• _WHAT YOU ARE ASKED TO DO_:
Would you write out the entries below, every one of them, exactly?

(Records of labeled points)
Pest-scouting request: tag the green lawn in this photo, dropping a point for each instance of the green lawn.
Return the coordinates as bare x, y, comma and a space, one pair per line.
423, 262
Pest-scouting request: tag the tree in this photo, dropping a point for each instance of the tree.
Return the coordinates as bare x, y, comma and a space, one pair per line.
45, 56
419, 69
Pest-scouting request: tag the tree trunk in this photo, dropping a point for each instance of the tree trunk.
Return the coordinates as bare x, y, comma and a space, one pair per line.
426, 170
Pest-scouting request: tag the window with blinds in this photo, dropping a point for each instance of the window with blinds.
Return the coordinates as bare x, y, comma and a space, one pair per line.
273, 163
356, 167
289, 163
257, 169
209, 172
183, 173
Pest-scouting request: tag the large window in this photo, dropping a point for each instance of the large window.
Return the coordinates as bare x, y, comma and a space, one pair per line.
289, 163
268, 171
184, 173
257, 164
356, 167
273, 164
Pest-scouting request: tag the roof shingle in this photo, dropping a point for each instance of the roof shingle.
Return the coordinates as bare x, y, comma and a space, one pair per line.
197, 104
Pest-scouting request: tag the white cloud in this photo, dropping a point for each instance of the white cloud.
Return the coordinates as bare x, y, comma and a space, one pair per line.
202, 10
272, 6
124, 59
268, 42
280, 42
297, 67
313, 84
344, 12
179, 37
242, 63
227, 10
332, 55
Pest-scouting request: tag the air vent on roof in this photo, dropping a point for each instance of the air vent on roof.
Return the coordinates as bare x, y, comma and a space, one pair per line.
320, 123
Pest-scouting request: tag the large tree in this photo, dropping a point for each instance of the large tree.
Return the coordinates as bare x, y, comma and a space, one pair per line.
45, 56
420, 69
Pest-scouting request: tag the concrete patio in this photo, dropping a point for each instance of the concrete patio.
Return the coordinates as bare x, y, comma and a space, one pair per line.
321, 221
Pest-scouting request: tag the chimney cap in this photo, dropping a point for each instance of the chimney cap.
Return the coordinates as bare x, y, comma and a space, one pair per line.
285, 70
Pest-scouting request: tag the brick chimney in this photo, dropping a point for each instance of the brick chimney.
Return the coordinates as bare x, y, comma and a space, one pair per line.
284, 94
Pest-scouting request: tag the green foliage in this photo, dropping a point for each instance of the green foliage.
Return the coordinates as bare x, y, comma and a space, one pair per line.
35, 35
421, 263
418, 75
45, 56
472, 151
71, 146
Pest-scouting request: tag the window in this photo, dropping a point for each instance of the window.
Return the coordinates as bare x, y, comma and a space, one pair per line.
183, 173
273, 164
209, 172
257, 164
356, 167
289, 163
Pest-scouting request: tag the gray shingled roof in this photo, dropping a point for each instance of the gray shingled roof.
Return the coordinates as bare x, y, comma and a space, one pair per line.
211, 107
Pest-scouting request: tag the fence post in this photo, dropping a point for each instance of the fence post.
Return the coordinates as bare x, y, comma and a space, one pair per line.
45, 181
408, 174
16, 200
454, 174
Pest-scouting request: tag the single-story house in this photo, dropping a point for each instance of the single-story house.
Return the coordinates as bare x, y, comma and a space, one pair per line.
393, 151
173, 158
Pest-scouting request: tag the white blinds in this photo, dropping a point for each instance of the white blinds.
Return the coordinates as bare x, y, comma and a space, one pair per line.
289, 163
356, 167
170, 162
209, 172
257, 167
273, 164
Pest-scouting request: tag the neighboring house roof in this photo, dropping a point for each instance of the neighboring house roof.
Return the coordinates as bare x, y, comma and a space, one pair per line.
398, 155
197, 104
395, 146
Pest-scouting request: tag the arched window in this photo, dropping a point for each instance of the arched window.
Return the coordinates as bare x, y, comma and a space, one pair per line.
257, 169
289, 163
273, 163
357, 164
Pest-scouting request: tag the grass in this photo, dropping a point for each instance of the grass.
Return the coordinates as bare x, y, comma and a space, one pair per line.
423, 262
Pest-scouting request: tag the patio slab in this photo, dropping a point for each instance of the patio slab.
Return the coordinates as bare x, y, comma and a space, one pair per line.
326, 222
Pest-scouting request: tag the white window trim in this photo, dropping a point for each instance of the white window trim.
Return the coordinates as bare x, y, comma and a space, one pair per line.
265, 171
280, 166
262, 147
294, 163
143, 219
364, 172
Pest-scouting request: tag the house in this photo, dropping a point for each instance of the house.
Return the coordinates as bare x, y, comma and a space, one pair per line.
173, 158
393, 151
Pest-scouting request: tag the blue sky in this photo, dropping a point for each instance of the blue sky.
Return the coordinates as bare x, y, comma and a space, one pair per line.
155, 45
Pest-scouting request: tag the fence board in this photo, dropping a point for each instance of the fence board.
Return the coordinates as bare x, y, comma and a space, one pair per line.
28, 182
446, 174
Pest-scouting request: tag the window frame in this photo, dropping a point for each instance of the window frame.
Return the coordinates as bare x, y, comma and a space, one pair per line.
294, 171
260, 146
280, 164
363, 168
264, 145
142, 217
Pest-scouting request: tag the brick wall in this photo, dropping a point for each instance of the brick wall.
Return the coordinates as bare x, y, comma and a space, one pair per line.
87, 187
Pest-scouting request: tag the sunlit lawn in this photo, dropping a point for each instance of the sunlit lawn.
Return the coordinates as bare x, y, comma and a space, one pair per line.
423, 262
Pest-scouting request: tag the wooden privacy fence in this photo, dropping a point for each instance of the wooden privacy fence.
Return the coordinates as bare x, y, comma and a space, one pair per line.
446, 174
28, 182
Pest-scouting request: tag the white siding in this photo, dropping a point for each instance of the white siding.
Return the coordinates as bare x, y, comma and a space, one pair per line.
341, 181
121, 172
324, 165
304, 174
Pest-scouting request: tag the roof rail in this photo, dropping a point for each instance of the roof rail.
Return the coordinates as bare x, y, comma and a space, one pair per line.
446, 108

• _RESULT FOR THIS TASK_:
Pest-scouting request: tag the green lawn in this photo, dropping a point for each instance of the green lawn.
Return the coordinates as bare x, y, comma and a space, one pair per line.
423, 262
Pest-scouting request: tag the tree in this photo, dropping a point for each instance of the tree.
Return the coordinates as bare x, y, comma and a space, one pair per line.
45, 56
419, 69
Pest-scouting request: tag the tree trunk in this photo, dropping a point for each instance of the tree trunk.
Return the coordinates as bare x, y, comma and a space, one pair per line.
426, 170
Pest-scouting request: tag the window with blinds in this photo, dropping a point for each instance of the window with blinds.
Return the coordinates as bare x, y, comma and a space, one pair per line.
273, 163
356, 167
289, 163
257, 169
209, 172
183, 173
Pest-scouting request: tag the large window in this photo, dropping a point for each instance of the large window.
Return the coordinates as bare x, y, comma and a space, one pair per line.
289, 163
268, 171
184, 173
257, 164
356, 167
273, 164
Pest-scouting request: tag the roof shingle in this photo, dropping a point for each instance of the roof shingle.
Return the coordinates as bare x, y, comma and a space, one pair per line.
197, 104
Pest-scouting request: tag the white cloud in this photo, dropping a point for each instance of the white cloud.
Return the coordinates as bare x, y, comma and a space, one pair per line.
202, 10
272, 6
124, 59
268, 42
280, 42
297, 67
313, 84
344, 12
179, 37
242, 63
227, 10
332, 55
Pest-scouting request: tag the air vent on roof in this photo, dropping a point for each instance of the air vent on roof.
Return the coordinates as bare x, y, comma and a space, one pair per line.
320, 123
Pest-scouting request: tag the large tree in this photo, dropping a point for each instance of the large tree.
Return the coordinates as bare x, y, comma and a space, one pair per line.
45, 56
420, 69
Pest-scouting request: tag the concrete patio in this photo, dropping a point for each instance of the concrete patio.
Return the coordinates as bare x, y, comma and a space, one pair per line.
321, 221
Pest-scouting request: tag the chimney cap in this photo, dropping a point for each instance of the chimney cap.
Return the coordinates as bare x, y, comma and a space, one pair per line.
285, 70
Pest-scouting request: tag the brick chimney in this photo, dropping a point for each instance of the brick chimney.
Return the coordinates as bare x, y, comma and a space, one pair per line.
284, 94
Pest-scouting request: tag the green foliage in this photo, dropping a point for each instance of the green foliage.
Return the coordinates as bare x, y, comma and a space, one pair per line.
35, 35
421, 263
418, 75
45, 56
472, 151
71, 146
Pest-scouting request: tag the window in this photo, dropping a point for each instance of the window.
Return the coordinates as bare x, y, comma and a space, one pair per line.
183, 173
273, 164
209, 172
257, 164
356, 167
289, 163
Pest-scouting request: tag the gray shingled roof in this photo, dropping a point for each instance of the gray shingled roof.
Return the coordinates as bare x, y, comma and a space, one pair per line.
211, 107
Pest-scouting request: tag the fence post in this photo, dropping a point for each instance of the fence post.
Return the coordinates as bare x, y, comma and a space, one pair per line.
45, 181
408, 174
16, 200
454, 174
Pest-scouting request: tag the single-story house in this photo, dropping a point for each instance of the single-story house.
Return the coordinates as bare x, y, comma and a space, one pair per line.
393, 151
173, 158
Pest-scouting request: tag the white blinds in this photo, dropping a point for each instance of the white blinds.
Return the coordinates as bare x, y, comma and a space, one pair per line.
289, 163
356, 167
170, 162
209, 172
257, 167
273, 164
Pest-scouting request: tag the neighboring house roof in this photo, dropping a point for each instance of the neighboring house roof.
Return the coordinates as bare x, y, comma and a space, one pair per line.
398, 155
197, 104
395, 146
Pest-scouting request: tag the arched window in this photo, dropping a point for each instance of the arched window.
Return the coordinates as bare x, y, comma and a space, one pair per line.
257, 169
289, 163
273, 163
357, 164
Pest-scouting request: tag the grass in this photo, dropping a point for each instance of the grass.
Return the coordinates as bare x, y, comma and a space, one pair per line.
423, 262
Pest-scouting request: tag the patio slab in this photo, dropping a point for each instance of the patio slab.
Return the coordinates as bare x, y, comma and a space, one pair per line.
326, 222
Pest-scouting request: tag the white window trim in this photo, dropping a point for each instance of the white window trim.
Return the coordinates as bare x, y, comma and a space, one pair per line.
265, 171
280, 166
262, 147
294, 163
143, 219
364, 172
Pest-scouting request: tag the house in this photo, dropping a point for each instance of the house.
Return the coordinates as bare x, y, comma and a space, one pair per line.
173, 158
393, 151
Pest-scouting request: tag the blue sky in this photo, dropping a point for each instance of the blue sky.
Return the coordinates as bare x, y, comma and a space, one pair per line.
155, 45
Pest-scouting request: tag the fence board in this photo, dropping a point for each instance of the fence board.
Return the coordinates as bare x, y, comma and a space, one pair per line.
28, 182
446, 174
Pest-scouting request: tag the window frame in this photo, dropping a point for each instance of the window frame.
Return the coordinates as bare x, y, comma and a space, one pair per line.
294, 171
260, 146
280, 164
363, 168
264, 145
142, 217
Pest-scouting request: tag the brick wall in this photo, dropping a point for each instance of the brick wall.
Return the coordinates as bare x, y, comma and a space, one pair per line.
87, 187
Pest-scouting request: tag the sunlit lawn in this photo, dropping a point for each instance of the sunlit lawn.
Return the coordinates as bare x, y, comma and a space, one pair per line.
423, 262
Pest-scouting request: tag the wooden privacy fence in this photo, dropping a point for each instance of the wooden privacy fence.
Return the coordinates as bare x, y, comma and a space, one pair per line.
446, 174
28, 182
Pest-scouting request: tag the white siding in this photo, dropping a point for each instance of the white siding.
Return the coordinates as bare x, y, comma and a space, one pair per line.
341, 181
121, 172
324, 165
304, 174
Pest-scouting request: tag the roof rail in this photo, dropping a point for each instance of the roof rail.
Return the coordinates as bare x, y, comma and a space, one pair per line.
446, 108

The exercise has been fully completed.